__SUPPLIED MATERIAL__
• • •

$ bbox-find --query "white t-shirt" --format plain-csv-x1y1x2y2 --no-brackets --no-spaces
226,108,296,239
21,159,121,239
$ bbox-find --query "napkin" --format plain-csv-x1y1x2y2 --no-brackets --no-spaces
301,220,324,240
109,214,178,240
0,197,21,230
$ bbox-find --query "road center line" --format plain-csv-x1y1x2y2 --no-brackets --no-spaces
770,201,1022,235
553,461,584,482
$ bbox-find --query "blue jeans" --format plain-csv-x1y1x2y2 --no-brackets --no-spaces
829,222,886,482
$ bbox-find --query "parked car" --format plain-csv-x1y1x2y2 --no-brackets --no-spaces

• • •

__WHAT THE TASK ASKS__
Please reproduce all of the material exactly.

__TASK SOLUTION__
$ bbox-find --query "white t-shirt" --format plain-csv-x1y1x2y2 --no-brackets --no-spaces
226,108,296,239
21,159,121,239
$ bbox-find --query "napkin" --format plain-csv-x1y1x2y2 --no-brackets --no-spaces
301,220,324,240
109,214,178,240
0,197,21,230
$ bbox-find --query "road center line" --format plain-csv-x1y1x2y2 --no-brackets --no-spaces
770,201,1022,235
553,461,584,482
$ bbox-find --query "blue jeans" --format plain-csv-x1y1x2y2 --no-brackets --no-spaces
829,222,886,482
$ bbox-find --query "parked car" --format plain-csv-x1y1x2y2 --no-brackets --no-spaces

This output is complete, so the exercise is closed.